● Goals:
A) List the three growth approaches that the blog post describes.
B) Reproduce the blog post word for word, everything from "They generally apply" down to "existing revenue stream.".

Roy's Blog

November 27, 2017

This is what happens when you transplant a successful culture

In an unpredictable and intensely competitive environment every business faces a challenge to grow.

They generally apply one of two strategies to achieve this end.

The first is to grow organically; focusing the organization’s resources primarily on their existing customers with current and new products and they rely on obtaining new customers by winning them away from their competitors.

The second is to expand their customer base by acquiring another company and essentially importing the customer base that they hold. Apart from anticipated synergies such as reduced operating costs the purchaser “buys” an existing revenue stream.

There are mixed views on which approach is the most effective.

Organic growth can be slower than desired; acquisition growth can “on paper” be fast and effective, but often results in organizational integration issues (for example cultural and leadership differences) that prevent growth objectives from being achieved.

Shared values

There is a third growth approach, however, which is a kluge of organic growth and acquisition strategies; I rarely see this option used by any organization.

This involves building a brand or culture “@home” and transplanting it in the business acquired. If an organization has been successful in creating a culture around serving customers, for example, they would look to buy a company with significant growth potential and transfer their customer focused culture to it.

● Listing:
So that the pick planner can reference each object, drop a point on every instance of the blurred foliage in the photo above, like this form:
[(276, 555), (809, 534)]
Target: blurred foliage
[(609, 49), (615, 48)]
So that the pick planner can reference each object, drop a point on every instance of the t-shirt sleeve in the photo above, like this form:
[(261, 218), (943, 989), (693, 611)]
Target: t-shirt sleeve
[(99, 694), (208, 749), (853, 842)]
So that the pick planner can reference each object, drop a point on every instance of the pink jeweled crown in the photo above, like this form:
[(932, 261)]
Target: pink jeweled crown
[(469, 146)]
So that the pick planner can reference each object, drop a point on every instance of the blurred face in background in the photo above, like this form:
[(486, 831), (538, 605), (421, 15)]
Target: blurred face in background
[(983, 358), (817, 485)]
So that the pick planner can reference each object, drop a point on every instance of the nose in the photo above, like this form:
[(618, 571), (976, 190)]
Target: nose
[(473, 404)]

● Expected responses:
A)
1. Growing organically: focusing resources mainly on existing customers with current and new products, and winning new customers away from competitors.
2. Acquiring another company: expanding the customer base by importing the customer base that company holds.
3. Building a brand or culture "@home" and transplanting it in the business acquired.

B)
They generally apply one of two strategies to achieve this end.

The first is to grow organically; focusing the organization’s resources primarily on their existing customers with current and new products and they rely on obtaining new customers by winning them away from their competitors.

The second is to expand their customer base by acquiring another company and essentially importing the customer base that they hold. Apart from anticipated synergies such as reduced operating costs the purchaser “buys” an existing revenue stream.